### SET EXERCISE:
Set out the lines of the records below as a numbered list, dropping any blank lines and leaving the pictures out.

:::::

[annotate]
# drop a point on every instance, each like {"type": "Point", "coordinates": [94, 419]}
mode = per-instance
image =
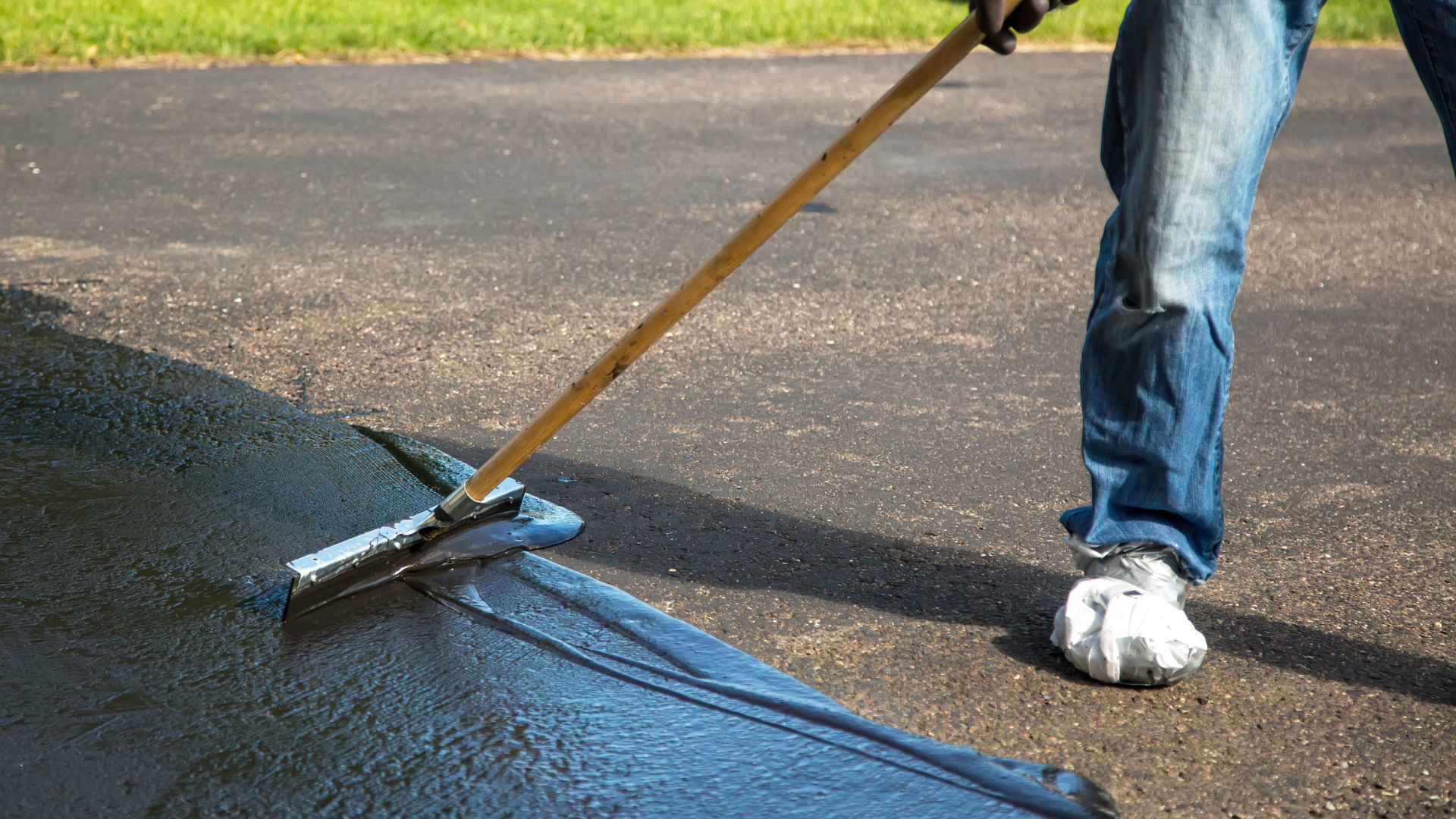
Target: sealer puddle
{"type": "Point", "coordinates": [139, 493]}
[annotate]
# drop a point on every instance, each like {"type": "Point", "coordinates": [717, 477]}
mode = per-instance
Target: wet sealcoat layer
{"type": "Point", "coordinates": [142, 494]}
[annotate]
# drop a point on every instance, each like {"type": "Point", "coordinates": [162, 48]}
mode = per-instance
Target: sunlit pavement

:::::

### THE REPLY:
1. [annotate]
2. # drop a point on every instance, each like {"type": "Point", "coordinates": [94, 419]}
3. mode = per-instance
4. image =
5. Target: sealer puddle
6. {"type": "Point", "coordinates": [139, 493]}
7. [annotate]
8. # drop a point on every instance, each like {"type": "Point", "coordinates": [717, 477]}
9. mode = per-instance
10. Target: wet sealcoat layer
11. {"type": "Point", "coordinates": [142, 494]}
12. [annotate]
13. # drop a point on every instance, each like {"type": "Point", "coordinates": [162, 48]}
14. mode = per-instance
15. Target: sunlit pavement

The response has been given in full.